#### CHALLENGE
Please return, in full, every line of the records below that contains the string "rings".

### RECORD EXCERPTS

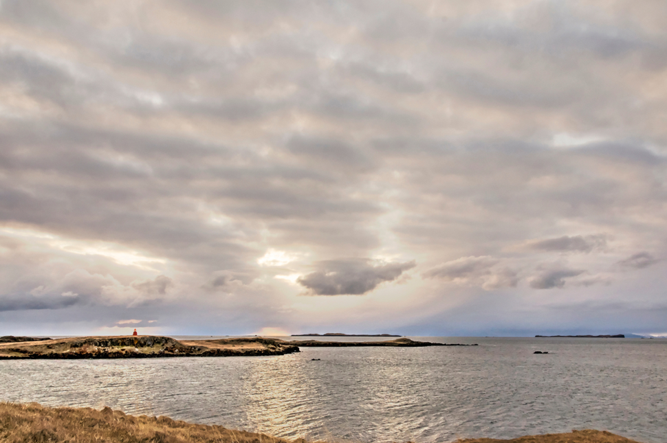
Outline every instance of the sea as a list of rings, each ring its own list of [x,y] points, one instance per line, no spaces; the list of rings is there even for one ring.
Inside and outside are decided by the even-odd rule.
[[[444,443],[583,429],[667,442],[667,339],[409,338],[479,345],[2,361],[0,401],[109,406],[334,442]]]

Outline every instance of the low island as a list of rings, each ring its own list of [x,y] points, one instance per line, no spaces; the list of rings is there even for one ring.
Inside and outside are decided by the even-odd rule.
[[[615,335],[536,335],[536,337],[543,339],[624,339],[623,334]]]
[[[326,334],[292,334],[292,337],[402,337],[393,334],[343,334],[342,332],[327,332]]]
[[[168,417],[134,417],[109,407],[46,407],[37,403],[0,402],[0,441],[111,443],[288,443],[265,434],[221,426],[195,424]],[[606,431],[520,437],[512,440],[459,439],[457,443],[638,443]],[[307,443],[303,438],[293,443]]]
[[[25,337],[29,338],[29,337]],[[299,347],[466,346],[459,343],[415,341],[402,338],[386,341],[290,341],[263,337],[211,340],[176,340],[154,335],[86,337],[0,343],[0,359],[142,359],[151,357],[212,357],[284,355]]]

######
### RECORD EXCERPTS

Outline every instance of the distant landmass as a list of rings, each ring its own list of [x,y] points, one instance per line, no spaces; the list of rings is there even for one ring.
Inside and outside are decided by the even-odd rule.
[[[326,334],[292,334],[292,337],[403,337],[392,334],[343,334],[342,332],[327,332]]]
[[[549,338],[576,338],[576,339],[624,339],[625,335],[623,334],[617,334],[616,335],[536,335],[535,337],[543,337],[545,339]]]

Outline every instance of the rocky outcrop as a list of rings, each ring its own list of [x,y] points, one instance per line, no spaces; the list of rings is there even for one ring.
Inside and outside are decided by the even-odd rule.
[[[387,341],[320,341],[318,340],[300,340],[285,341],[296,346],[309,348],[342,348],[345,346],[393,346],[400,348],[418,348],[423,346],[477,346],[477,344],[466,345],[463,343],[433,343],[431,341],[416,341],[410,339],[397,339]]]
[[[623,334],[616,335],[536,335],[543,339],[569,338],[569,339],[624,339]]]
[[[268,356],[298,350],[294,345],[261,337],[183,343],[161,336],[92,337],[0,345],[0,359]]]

######

#### RESULT OF THIS TASK
Outline every instance of the sea as a list of rings, each ring its own list of [x,y] points, one instance per line, no spaces; the list of rings is there even for one ring.
Outline every instance of the low island as a list of rings, each ring its own list of [x,y] points, one instance per line, no spaces; the list of rings is there even for one ring.
Outline every instance of the distant landmass as a list of rings, each ring its own list of [x,y] points, one instance per line, no spaces; the list of rings is there even for one ring.
Outline every instance of the rocky outcrop as a list of rings, each ring its own list of [x,y] points, one instance per line, no spaces; the list of rings is there even for one ring.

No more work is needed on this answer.